SHORT TASK:
Find every line in the data below that contains the word "curb", and copy each one in full.

◇ ◇ ◇ ◇

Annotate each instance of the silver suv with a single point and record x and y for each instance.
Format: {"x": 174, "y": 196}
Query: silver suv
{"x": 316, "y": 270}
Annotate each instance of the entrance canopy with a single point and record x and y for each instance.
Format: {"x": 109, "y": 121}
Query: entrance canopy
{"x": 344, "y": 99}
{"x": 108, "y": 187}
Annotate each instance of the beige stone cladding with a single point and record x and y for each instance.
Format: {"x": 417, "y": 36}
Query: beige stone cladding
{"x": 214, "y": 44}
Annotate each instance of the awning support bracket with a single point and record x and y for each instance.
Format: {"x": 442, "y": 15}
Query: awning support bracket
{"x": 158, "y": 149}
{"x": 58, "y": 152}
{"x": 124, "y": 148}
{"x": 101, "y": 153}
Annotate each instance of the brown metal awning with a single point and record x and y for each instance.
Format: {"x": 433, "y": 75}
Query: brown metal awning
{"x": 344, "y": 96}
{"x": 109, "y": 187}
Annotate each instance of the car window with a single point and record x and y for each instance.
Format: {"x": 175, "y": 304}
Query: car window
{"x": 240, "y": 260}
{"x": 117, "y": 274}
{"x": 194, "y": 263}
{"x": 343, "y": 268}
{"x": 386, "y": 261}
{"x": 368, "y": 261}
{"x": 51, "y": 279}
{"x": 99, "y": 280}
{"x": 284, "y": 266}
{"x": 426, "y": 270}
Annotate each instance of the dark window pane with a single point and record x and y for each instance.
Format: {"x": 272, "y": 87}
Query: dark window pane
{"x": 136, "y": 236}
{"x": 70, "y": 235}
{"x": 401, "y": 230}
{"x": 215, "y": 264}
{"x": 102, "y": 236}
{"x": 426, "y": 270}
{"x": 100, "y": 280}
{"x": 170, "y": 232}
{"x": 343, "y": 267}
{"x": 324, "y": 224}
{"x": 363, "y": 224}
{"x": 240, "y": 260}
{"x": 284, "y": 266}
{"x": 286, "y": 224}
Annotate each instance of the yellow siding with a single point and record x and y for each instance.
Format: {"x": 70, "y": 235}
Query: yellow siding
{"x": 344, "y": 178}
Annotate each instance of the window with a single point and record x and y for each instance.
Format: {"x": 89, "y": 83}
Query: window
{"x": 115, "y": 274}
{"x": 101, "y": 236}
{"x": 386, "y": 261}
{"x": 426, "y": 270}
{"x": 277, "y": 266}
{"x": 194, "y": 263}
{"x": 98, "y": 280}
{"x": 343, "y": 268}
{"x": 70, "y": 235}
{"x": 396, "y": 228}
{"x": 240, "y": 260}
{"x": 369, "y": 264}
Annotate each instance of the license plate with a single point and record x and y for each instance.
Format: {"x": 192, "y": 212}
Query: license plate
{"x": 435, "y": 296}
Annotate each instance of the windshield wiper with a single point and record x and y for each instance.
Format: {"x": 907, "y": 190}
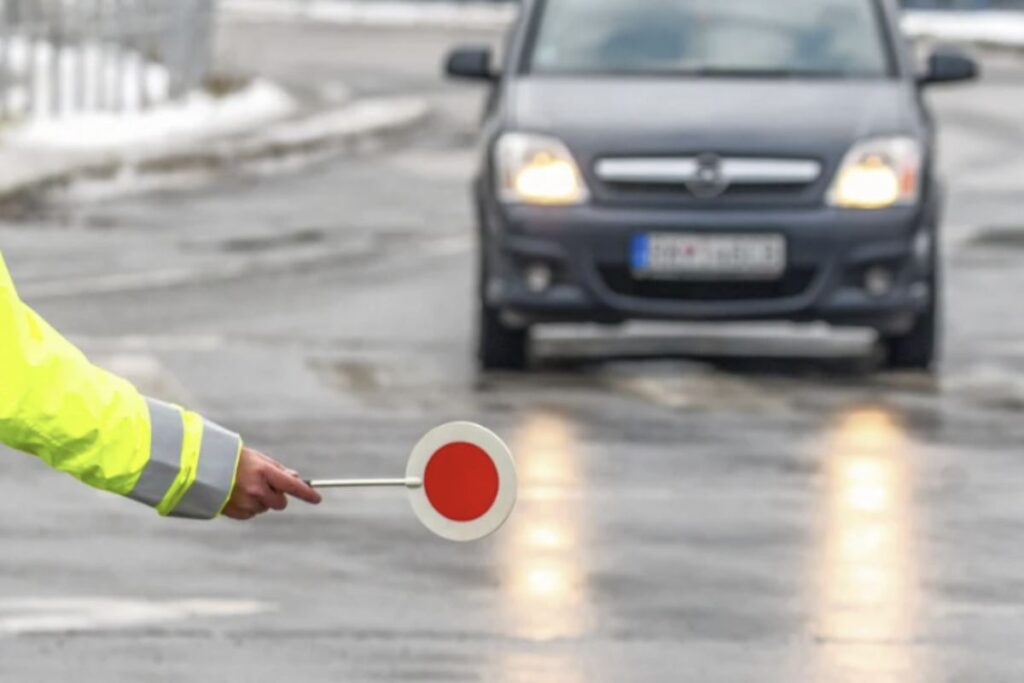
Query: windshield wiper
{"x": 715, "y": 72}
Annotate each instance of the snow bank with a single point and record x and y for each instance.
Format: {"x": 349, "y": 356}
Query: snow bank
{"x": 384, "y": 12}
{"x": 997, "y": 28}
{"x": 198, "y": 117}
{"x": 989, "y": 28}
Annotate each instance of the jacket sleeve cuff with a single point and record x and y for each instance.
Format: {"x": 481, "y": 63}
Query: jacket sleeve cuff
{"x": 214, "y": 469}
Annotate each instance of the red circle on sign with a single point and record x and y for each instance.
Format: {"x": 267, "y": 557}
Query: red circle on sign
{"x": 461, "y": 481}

◇ ◇ ◇ ◇

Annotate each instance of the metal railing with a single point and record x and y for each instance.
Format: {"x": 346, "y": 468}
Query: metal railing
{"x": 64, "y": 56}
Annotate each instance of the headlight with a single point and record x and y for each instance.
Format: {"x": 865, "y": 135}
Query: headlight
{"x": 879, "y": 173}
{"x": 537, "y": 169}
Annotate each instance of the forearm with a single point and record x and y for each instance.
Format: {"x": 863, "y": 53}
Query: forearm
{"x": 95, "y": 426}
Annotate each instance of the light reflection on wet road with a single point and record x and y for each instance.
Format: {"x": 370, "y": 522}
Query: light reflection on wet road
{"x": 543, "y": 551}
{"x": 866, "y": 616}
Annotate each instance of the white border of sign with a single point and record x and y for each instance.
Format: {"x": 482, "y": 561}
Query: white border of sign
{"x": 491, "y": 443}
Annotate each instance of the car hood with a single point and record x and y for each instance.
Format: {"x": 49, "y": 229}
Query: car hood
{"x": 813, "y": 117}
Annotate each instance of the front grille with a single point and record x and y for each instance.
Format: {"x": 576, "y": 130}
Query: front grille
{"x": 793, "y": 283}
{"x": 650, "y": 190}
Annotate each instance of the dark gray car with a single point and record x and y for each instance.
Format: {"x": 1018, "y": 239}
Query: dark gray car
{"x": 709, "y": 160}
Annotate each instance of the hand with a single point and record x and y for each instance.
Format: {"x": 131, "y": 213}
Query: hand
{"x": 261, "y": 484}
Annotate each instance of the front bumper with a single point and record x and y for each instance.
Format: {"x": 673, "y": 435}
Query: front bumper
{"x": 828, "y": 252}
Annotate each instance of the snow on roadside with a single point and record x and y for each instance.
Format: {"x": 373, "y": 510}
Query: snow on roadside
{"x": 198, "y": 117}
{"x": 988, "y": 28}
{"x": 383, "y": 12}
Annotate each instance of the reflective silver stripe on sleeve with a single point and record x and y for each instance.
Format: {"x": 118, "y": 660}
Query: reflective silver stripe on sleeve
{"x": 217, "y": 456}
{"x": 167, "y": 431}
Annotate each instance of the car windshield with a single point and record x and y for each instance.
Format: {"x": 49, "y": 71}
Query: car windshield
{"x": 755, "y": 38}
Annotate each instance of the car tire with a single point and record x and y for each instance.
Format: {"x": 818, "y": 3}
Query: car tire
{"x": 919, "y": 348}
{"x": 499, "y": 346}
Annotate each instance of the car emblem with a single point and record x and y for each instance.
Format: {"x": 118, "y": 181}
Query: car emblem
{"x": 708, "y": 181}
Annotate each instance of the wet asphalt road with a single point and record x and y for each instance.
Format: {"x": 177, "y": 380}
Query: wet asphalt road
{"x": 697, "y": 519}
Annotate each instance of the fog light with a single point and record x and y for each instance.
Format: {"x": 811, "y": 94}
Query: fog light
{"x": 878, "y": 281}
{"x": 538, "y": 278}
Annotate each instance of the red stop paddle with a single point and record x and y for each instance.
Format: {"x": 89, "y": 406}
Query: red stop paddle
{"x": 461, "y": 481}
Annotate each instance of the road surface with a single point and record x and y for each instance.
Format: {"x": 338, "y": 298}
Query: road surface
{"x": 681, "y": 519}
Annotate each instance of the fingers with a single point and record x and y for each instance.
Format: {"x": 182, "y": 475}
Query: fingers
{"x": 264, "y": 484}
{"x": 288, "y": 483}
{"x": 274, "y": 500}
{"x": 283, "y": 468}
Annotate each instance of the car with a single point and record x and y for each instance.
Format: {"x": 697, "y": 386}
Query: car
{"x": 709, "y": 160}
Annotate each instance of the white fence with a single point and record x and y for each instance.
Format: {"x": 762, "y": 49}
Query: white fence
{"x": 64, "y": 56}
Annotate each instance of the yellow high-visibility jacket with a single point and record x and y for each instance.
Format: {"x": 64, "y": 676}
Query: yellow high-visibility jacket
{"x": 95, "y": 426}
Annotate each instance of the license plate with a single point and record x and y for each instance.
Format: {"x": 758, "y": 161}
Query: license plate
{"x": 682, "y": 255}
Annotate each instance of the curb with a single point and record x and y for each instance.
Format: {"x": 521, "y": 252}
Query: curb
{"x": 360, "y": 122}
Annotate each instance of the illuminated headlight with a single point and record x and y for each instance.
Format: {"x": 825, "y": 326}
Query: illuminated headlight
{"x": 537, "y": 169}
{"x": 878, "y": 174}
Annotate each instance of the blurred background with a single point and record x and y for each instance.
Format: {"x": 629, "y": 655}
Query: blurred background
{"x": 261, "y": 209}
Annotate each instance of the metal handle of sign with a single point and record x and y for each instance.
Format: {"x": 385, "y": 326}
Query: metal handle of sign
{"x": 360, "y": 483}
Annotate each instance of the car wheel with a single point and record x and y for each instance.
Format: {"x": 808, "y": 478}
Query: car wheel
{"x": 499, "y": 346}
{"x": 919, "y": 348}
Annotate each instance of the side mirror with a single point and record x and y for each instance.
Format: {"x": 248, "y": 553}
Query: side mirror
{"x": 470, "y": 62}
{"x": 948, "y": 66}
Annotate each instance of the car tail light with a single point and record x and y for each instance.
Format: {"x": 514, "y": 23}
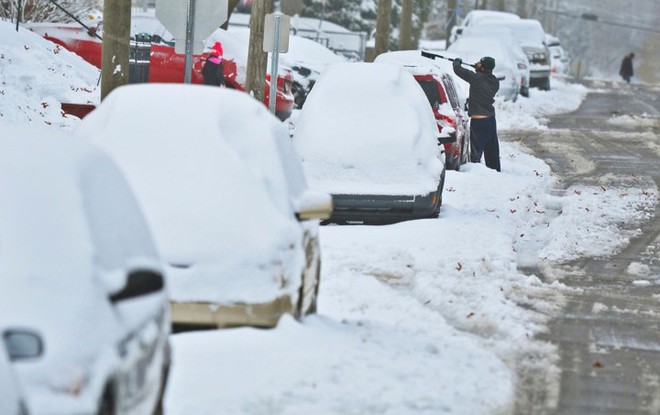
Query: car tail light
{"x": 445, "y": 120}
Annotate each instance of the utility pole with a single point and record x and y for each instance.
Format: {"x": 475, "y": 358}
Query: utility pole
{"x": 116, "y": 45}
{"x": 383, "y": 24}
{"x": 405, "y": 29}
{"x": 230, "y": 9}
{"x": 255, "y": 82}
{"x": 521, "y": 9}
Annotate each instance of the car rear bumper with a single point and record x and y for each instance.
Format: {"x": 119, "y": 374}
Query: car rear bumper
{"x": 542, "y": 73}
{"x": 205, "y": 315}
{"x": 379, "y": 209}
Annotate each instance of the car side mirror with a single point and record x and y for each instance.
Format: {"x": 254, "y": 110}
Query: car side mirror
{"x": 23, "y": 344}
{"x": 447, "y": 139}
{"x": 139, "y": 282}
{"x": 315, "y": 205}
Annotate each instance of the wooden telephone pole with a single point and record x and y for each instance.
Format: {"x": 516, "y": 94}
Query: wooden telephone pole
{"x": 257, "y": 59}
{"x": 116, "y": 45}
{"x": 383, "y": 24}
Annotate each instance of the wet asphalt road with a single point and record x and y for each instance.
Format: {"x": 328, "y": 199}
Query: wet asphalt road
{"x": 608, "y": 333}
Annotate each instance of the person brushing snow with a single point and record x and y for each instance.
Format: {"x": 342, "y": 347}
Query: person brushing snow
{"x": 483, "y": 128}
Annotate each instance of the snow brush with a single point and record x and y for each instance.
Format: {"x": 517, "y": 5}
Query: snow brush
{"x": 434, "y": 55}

◇ ◇ ◇ ◇

COMPLETED EXERCISE:
Annotate each instance of the curb with a single point and record x and y for each instance.
Query: curb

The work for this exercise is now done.